## EXTRAIT FOURNI
Lors de la phase pré-budgétaire, les commissions de portefeuille examinent les propositions ou les priorités sectorielles des ministères. Les commissions consultent les citoyens en sollicitant leur point de vue par écrit ou lors d'auditions publiques, puis font des recommandations aux ministères. Lors de la seconde phase, qui est la phase post-budgétaire, les commissions de portefeuille analysent les votes des ministères dont elles ont la charge. Elles consultent également les citoyens, les ministères et les organisations civiques sur les chiffres et programmes du projet de budget

Lorsque le parlement a un rôle plus important dans le débat pré-budgétaire, il est possible d'examiner l'impact des affectations sur les divers groupes sociaux et d'influer sur la forme du projet de budget qui sera finalement soumis au parlement. C'est ce que l'on a pu constater, par exemple, avec les initiatives budgétaires en faveur de l'égalité entre hommes et femmes, évoquées au chapitre 4. En Ouganda, ce fut une coalition de parlementaires et de groupes extra parlementaires autour de cette question qui a permis d'aboutir à une modification de la loi donnant au parlement un nouveau rôle dès les premières étapes du processus budgétaire.

## CONSIGNE DONNÉE 1
Dans l'extrait fourni, reprenez le passage commençant par "Lorsque le parlement" et se terminant par "du processus budgétaire.", en renommant "coalition" en "alliance".
## CONSIGNE DONNÉE 2
Répondez à ces questions à partir de l'extrait fourni :
(a) Que font les commissions après avoir consulté les citoyens lors de la phase pré-budgétaire ?
(b) Quel nom porte la seconde phase ?
(c) Dans quel chapitre sont évoquées les initiatives budgétaires en faveur de l'égalité entre hommes et femmes ?

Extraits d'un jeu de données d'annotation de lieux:
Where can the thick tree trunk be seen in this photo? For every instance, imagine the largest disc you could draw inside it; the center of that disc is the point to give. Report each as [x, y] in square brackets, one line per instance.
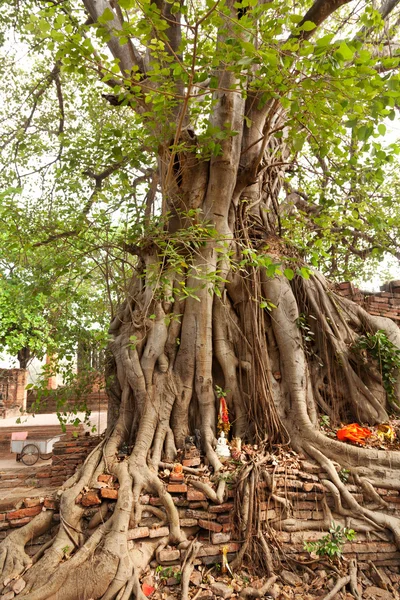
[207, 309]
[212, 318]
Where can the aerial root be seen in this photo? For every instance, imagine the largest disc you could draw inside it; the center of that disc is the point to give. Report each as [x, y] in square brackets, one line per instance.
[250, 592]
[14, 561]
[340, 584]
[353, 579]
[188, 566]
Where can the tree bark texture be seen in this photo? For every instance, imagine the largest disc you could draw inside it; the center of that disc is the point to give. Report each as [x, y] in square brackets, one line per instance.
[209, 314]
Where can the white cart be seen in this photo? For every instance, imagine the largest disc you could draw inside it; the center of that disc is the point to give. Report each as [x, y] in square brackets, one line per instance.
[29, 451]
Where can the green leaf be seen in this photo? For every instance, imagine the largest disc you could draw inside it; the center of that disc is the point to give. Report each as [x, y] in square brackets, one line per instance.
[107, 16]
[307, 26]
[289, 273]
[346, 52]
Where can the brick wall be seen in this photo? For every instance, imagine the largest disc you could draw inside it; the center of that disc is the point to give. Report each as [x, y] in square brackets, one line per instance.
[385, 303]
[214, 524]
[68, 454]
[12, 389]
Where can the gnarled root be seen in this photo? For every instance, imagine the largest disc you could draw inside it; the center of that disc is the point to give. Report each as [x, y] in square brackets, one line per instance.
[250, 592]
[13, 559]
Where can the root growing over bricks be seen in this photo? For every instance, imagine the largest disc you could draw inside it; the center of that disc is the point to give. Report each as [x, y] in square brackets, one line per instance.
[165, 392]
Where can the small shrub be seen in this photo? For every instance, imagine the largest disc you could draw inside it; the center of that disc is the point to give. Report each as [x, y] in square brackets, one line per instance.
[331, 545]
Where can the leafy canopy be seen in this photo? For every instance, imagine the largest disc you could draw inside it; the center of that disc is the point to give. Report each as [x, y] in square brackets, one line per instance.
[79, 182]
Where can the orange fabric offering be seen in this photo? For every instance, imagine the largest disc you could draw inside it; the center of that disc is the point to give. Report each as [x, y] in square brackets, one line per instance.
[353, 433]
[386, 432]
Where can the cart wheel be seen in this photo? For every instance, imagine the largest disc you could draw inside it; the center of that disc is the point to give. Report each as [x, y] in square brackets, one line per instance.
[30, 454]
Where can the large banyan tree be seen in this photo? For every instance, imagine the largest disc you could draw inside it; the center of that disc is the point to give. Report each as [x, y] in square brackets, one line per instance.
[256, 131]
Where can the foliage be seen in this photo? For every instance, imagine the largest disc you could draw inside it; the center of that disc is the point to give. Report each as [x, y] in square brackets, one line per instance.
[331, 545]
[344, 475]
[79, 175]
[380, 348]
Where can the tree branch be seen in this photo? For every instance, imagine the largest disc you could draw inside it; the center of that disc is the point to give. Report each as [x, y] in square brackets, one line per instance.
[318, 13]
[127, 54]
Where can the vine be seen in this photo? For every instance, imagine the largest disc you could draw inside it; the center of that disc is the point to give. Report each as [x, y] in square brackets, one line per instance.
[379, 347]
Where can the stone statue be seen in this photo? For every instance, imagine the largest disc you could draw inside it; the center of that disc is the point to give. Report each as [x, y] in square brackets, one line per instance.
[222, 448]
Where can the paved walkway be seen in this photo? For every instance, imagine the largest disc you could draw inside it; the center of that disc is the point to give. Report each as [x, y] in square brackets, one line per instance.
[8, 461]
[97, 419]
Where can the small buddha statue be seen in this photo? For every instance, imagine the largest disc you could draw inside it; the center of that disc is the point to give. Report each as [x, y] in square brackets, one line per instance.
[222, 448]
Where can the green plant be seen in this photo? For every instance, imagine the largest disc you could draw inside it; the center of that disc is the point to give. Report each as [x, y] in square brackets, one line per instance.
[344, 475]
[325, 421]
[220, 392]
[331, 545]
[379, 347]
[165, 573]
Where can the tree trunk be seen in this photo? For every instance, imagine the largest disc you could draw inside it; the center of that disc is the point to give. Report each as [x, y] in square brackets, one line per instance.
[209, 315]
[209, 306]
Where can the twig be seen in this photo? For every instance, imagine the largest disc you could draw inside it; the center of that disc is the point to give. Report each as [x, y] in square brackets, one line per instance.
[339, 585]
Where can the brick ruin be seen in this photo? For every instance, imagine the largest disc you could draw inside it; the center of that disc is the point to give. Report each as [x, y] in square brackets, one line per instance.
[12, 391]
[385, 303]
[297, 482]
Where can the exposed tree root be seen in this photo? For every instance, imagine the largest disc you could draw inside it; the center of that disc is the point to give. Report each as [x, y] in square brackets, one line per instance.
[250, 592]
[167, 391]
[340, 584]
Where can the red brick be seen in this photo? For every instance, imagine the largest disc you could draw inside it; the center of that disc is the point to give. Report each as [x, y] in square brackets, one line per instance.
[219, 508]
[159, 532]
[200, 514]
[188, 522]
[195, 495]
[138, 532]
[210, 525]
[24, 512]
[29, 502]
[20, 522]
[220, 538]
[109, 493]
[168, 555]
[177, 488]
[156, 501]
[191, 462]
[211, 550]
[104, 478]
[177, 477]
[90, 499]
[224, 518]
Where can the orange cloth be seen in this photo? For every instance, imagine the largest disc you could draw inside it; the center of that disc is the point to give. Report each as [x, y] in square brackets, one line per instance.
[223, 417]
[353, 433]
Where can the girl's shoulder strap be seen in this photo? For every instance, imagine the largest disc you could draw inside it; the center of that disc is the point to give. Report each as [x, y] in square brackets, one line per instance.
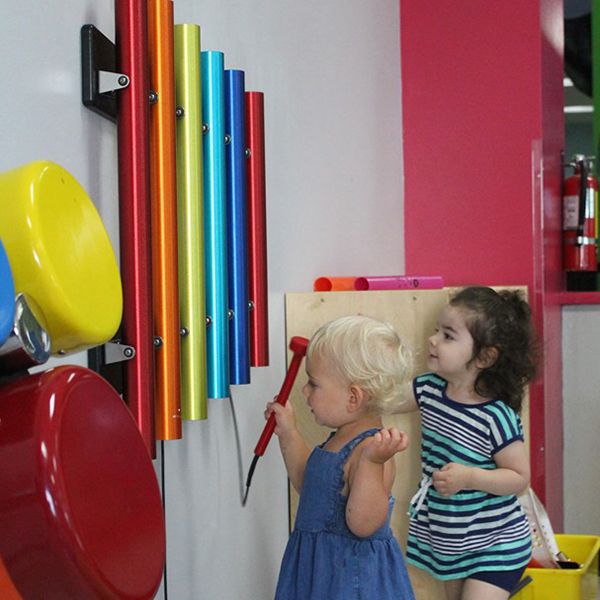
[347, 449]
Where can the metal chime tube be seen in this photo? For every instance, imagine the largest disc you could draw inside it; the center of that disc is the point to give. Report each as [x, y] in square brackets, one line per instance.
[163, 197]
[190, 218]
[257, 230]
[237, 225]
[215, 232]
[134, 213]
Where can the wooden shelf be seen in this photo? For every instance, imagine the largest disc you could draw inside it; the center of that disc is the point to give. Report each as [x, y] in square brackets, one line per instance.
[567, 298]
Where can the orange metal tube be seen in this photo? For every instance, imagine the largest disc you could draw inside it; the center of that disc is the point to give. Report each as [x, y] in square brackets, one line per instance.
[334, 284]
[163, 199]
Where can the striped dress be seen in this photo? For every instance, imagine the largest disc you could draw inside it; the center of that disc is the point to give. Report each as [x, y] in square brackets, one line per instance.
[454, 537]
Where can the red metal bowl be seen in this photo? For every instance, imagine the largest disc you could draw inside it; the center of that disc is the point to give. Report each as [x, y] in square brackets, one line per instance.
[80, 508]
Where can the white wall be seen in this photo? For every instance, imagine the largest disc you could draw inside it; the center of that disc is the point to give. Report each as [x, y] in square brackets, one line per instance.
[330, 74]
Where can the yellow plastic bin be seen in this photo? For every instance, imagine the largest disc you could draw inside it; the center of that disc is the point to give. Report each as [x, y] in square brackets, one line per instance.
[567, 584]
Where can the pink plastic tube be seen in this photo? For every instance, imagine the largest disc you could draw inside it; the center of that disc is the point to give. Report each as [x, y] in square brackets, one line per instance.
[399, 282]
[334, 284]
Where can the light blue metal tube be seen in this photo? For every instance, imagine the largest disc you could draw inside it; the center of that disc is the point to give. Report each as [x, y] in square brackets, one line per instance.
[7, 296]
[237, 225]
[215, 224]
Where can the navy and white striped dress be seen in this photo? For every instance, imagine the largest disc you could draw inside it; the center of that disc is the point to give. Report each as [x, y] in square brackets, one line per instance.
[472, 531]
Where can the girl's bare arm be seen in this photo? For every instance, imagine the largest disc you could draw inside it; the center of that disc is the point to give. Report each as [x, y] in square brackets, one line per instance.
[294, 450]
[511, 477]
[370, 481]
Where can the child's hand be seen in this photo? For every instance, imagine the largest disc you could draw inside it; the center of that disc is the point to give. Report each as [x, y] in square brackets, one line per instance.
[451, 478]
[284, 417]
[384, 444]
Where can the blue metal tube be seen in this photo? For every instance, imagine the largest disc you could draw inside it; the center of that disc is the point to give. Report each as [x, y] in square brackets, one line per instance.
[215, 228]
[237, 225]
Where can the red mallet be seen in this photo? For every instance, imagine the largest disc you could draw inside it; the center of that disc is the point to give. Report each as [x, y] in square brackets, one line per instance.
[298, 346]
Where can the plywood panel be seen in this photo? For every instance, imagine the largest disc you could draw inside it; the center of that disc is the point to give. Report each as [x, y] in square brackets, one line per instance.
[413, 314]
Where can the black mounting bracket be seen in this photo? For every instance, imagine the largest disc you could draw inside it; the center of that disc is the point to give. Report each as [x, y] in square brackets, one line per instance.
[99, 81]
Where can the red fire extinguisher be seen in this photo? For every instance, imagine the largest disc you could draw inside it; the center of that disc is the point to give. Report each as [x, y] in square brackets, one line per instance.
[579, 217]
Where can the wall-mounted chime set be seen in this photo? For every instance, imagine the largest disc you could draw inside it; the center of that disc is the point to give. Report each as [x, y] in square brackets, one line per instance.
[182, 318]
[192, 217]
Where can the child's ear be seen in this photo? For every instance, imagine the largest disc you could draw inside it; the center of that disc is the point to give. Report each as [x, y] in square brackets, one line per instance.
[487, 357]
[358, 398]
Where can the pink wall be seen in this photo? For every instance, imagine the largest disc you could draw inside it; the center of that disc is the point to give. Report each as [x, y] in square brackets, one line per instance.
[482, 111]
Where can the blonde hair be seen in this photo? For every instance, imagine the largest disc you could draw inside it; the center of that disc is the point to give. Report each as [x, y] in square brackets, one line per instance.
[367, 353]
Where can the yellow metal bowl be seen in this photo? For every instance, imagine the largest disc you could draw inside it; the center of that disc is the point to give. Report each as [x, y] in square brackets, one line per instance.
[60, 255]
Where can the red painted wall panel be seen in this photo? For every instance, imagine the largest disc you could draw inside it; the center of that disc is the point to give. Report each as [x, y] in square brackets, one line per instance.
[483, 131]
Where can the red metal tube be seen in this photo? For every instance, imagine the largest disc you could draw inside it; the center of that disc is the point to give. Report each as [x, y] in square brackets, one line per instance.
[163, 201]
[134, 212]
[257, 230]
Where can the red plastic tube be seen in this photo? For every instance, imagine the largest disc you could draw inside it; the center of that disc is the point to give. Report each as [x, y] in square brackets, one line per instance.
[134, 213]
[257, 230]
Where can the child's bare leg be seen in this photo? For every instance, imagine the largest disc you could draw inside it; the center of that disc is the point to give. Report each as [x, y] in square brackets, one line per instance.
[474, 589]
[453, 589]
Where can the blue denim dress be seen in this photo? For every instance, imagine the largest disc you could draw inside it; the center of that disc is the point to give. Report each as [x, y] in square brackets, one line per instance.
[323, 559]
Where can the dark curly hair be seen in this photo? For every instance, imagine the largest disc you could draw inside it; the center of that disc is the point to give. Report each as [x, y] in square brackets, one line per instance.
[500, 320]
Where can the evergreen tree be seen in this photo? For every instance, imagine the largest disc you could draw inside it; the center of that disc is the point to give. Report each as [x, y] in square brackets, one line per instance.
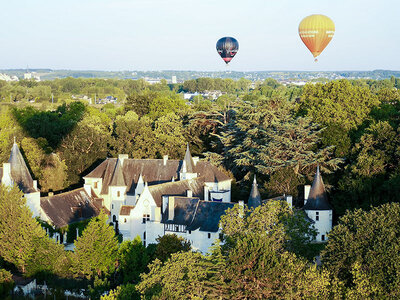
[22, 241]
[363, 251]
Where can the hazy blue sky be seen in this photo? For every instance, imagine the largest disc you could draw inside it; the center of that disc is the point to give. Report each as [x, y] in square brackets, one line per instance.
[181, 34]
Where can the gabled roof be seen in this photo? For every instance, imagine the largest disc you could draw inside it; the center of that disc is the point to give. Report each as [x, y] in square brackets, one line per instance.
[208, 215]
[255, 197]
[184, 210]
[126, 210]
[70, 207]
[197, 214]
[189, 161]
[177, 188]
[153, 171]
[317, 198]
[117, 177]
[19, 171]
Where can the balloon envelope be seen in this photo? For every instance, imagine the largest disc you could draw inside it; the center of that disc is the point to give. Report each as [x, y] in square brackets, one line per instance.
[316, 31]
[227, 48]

## RÉSULTAT 1
Lorsque le parlement a un rôle plus important dans le débat pré-budgétaire, il est possible d'examiner l'impact des affectations sur les divers groupes sociaux et d'influer sur la forme du projet de budget qui sera finalement soumis au parlement. C'est ce que l'on a pu constater, par exemple, avec les initiatives budgétaires en faveur de l'égalité entre hommes et femmes, évoquées au chapitre 4. En Ouganda, ce fut une alliance de parlementaires et de groupes extra parlementaires autour de cette question qui a permis d'aboutir à une modification de la loi donnant au parlement un nouveau rôle dès les premières étapes du processus budgétaire.

## RÉSULTAT 2
(a) Elles font des recommandations aux ministères.
(b) La phase post-budgétaire.
(c) Au chapitre 4.